* **EXERCISE DETAILS**
Only one number is wanted here: how many lines of the data hold "front".

┏━━

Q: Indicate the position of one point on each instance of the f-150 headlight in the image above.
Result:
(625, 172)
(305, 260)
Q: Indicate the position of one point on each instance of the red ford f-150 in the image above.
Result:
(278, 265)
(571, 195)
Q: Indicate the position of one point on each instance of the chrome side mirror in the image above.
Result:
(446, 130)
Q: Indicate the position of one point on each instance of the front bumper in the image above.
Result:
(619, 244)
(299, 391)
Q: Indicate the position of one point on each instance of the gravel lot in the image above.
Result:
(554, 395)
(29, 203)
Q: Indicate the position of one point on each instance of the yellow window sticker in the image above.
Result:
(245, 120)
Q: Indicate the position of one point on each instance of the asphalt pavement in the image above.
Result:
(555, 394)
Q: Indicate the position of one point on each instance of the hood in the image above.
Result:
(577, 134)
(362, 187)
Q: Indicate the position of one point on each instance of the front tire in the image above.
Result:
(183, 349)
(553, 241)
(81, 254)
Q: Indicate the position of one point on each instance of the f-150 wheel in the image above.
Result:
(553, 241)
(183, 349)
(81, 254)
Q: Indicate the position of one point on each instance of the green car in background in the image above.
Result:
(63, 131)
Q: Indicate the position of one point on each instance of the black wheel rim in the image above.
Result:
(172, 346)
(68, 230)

┗━━

* **ANSWER BELOW**
2